--- Start of RECORDS PROVIDED ---
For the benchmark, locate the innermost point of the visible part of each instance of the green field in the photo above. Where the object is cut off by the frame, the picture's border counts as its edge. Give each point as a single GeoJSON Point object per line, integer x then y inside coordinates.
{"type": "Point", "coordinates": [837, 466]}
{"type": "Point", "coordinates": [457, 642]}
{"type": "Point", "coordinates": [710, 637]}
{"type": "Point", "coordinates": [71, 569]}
--- End of RECORDS PROVIDED ---
→ **SHORT EXERCISE**
Render the records above as a two-column CSV with the headers input and output. Give one row per record, with the record's text under input and its answer under output, each in a single quoted field with line breaks replaced by spaces.

→ **COMPLETED TASK**
input,output
"For the benchmark, locate the innermost point of the visible part of each instance of the green field in the photo above. Where the object is cut off by the frame, the picture's border counts as its edge. Give each point as a single GeoJSON Point object per line, integer x then y inside coordinates.","{""type"": ""Point"", ""coordinates"": [837, 466]} {""type"": ""Point"", ""coordinates"": [457, 642]} {""type"": ""Point"", ""coordinates"": [710, 637]} {""type"": ""Point"", ""coordinates"": [71, 569]}"